> INFORMATION PROVIDED:

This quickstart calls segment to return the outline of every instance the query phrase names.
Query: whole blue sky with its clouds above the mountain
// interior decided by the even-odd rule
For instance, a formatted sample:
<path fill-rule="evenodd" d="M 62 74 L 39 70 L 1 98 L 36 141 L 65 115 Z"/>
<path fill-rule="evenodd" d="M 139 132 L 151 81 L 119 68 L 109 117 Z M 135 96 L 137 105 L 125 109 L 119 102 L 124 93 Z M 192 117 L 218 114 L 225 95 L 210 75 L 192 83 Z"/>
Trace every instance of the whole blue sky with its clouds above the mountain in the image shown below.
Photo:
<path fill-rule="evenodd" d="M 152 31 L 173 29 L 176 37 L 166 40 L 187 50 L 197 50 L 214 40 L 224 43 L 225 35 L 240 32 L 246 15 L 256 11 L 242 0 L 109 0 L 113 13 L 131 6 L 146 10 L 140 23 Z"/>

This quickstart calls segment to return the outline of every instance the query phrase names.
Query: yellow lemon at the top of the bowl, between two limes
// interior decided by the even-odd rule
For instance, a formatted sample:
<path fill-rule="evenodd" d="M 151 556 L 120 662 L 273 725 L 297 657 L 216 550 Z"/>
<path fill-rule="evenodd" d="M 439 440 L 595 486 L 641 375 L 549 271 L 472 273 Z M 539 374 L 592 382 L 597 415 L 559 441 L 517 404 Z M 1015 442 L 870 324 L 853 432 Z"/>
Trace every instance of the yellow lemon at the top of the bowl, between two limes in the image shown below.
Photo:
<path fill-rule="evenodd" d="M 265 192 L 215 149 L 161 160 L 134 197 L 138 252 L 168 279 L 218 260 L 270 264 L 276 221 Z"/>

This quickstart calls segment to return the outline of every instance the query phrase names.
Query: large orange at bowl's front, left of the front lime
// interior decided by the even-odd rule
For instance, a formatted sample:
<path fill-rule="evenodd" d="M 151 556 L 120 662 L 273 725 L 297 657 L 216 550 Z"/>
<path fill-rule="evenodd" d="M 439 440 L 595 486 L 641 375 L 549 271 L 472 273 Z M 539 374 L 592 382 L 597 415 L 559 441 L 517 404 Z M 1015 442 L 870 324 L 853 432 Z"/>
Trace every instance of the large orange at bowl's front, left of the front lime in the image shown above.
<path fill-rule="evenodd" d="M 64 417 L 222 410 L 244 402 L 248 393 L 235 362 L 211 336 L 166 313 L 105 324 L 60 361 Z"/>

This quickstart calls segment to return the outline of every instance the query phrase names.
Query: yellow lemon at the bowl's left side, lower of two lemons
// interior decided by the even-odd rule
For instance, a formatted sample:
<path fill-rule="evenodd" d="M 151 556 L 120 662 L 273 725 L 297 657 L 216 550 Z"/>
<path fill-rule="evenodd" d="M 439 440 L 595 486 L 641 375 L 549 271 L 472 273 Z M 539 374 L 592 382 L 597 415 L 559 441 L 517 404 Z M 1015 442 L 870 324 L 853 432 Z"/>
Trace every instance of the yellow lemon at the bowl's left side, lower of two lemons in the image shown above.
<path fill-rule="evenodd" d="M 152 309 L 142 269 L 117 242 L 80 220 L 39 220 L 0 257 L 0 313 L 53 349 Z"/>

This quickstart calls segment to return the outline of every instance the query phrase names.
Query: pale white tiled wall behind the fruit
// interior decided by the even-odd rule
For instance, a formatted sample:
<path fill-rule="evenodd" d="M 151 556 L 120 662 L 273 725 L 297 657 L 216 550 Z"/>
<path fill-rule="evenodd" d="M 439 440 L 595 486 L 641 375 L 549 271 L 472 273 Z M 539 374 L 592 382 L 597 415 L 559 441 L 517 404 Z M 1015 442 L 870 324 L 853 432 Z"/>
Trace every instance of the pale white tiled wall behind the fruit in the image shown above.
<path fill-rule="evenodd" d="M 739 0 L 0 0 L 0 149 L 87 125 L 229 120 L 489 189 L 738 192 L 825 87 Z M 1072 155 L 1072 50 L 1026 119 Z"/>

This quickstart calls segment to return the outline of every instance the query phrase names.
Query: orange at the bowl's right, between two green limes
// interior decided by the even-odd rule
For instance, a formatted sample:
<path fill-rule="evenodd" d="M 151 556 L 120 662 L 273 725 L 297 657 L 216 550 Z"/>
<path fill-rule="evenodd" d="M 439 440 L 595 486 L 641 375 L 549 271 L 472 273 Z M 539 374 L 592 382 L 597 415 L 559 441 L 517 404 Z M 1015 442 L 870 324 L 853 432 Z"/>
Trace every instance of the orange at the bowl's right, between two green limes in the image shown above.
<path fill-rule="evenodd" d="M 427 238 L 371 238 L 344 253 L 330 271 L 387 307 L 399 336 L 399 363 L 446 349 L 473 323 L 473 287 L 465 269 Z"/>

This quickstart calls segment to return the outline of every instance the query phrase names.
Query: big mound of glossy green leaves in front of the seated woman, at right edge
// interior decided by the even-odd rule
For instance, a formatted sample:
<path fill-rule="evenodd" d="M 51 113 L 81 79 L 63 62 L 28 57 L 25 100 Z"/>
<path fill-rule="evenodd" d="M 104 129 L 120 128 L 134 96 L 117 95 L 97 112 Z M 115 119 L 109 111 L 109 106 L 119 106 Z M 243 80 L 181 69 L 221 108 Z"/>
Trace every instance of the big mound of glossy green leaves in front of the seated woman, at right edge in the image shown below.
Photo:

> ACTION ITEM:
A word-for-word copy of the lines above from the one with "Query: yellow lemon at the top" through the one with "Query: large orange", inclusive, is the only output wanted.

> ANSWER SECTION:
Query: yellow lemon at the top of the bowl, between two limes
// interior decided by the even-odd rule
For instance, a formatted sample:
<path fill-rule="evenodd" d="M 151 556 L 120 662 L 273 725 L 297 657 L 216 550 Z"/>
<path fill-rule="evenodd" d="M 439 440 L 595 486 L 641 375 L 549 271 L 472 273 Z M 539 374 L 592 382 L 597 415 L 559 441 L 517 404 Z M 1015 442 L 870 324 L 853 432 Z"/>
Trace every instance of the yellow lemon at the top of the bowl, between two limes in the image shown below.
Photo:
<path fill-rule="evenodd" d="M 265 192 L 215 149 L 161 160 L 134 197 L 138 252 L 168 279 L 218 260 L 270 264 L 276 221 Z"/>

This quickstart calls segment to return the outline of every instance the query phrase names.
Query: large orange at bowl's front, left of the front lime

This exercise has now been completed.